**Your tasks:**
• A. The mailing-list thread on telling routers from PCs quotes client-hostname entries pulled from dhcpd.leases. List every one of those entries that does not begin with "WGR614".
• B. Extend the mailing-list thread on telling routers from PCs, picking up right after its final sentence.

**Document passage:**
Start
[unisog] Identifying if node is a router or PC

Paul FM paulfm at me.umn.edu
Mon Jul 16 14:56:04 GMT 2007


If they follow the instructions on their NAT Router they will likely mirror 
their real MAC address to the NAT box (and it will claim that one) - this is 
why I say the MAC addresses are likely forged.

Download and read some of the installation instruction for those devices (and 
you will see what I mean).

And you could entice the machines to look at a web page (maybe your own web 
page could host a java-script applet that gets the computers COMPUTERNAME and 
HOSTNAME [in case it is linux] environment variable and send it back so it is 
logged with the IP address it came from).


Frank Bulk wrote:
> Paul:
> 
> Thanks for the suggestion.  Because I work in a service provider environment
> (I lurk for many of the good ideas and topics this groups discusses, much 
> cleaner than NANOG) the clients aren't connecting to a Samba box.
> 
> There's no reason to believe that the endpoints are forging the MAC 
> address on their broadband router, though some may bother to do that.
> 
> Besides MAC addresses, I'm also extracting the client-hostnames from 
> dhcpd.leases.  Here are some examples:
>   client-hostname "WGR614";
>   client-hostname "WGR614v2";
>   client-hostname "WGR614v4";
>   client-hostname "WGR614v5";
>   client-hostname "WGR614v6";
>   client-hostname "WGR614v7";
>   client-hostname "WGT624";
>   client-hostname "WGT624v3";
>   client-hostname "WPN824";
>   client-hostname "WPNT834";
> This a good method with low false positives, but if they change their
> broadband router's host name it's an unknown.
> 
> I know that Network Chemistry has a RogueScanner and I may need to revisit
> that product.
> 
> Regards,
> 
> Frank
> 
> -----Original Message-----
> From: unisog-bounces at lists.dshield.org
> [mailto:unisog-bounces at lists.dshield.org] On Behalf Of Paul FM
> Sent: Monday, July 16, 2007 9:09 AM
> To: UNIversity Security Operations Group
> Subject: Re: [unisog] Identifying if node is a router or PC
> 
> Whatever does the identifying, would have to work by watching the packets
> for
>   DHCP and DNS (very closely, more than the standard DHCP logs), as most of
> these devices will do DHCP themselves and will proxy dns (through their own
> internal dns server) - it would have to fingerprint those packets (to try
> and
> id the manufacturer).  Other than that, the MAC address is easily (and
> likely
> ) forged on these devices, and the nature of NAT makes it very hard to
> fingerprint the machine by scanning (some of the ports you connect to may go
> back to the client machine).  And of couse, even a Windows XP Home computer
> can be a NAT router (very easily).
End
**Material:**
Start
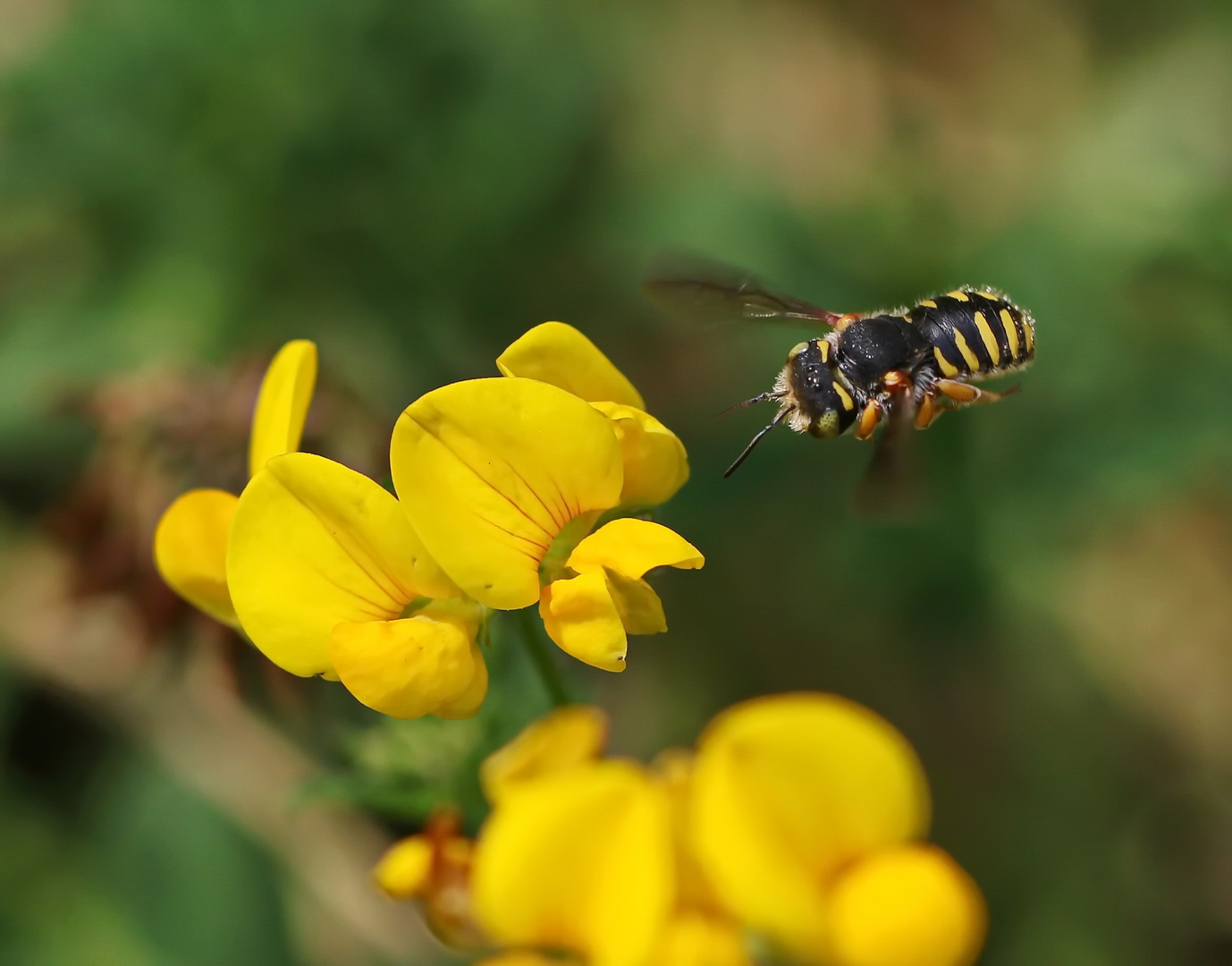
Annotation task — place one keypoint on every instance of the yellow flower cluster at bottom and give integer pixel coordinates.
End
**Answers to each task:**
• A.
WGT624
WGT624v3
WPN824
WPNT834

• B.
> 
> On possible way is to use SAMBA as your watcher.  Samba knows the NAME of
> the
> connecting machine (as the client knows it) and if you can entice your
> clients to at least try to connect to a machine running samba, you would be
> able to watch for multiple Windows clients (names) coming through one IP
> address (something I should work on myself - thanks for getting me to think
> about it).
> 
> Also web logs may be able to help a little.
> 
> 
> 
> 
> Frank Bulk wrote:
>> Does anyone know of a program, or preferably, a Perl module, that would
>> allow me to identify if a node is a computer or a broadband router?
>> Information beyond that (such as OS or broadband router model number)
> would
>> be a bonus.
>>
>> I looked at nmap, but based on my reading an anecdotal tests, it doesn't
>> seem to do that well on routers that are doing NAT.  I would even accept
> MAC
>> address identification, too, if there was actually an updated list that
>> extended beyond the standard OUI.
>>
>> Any suggestions would be helpful.  I've also looked at p0f and SinFP, and
>> they don't appear to be any more helpful.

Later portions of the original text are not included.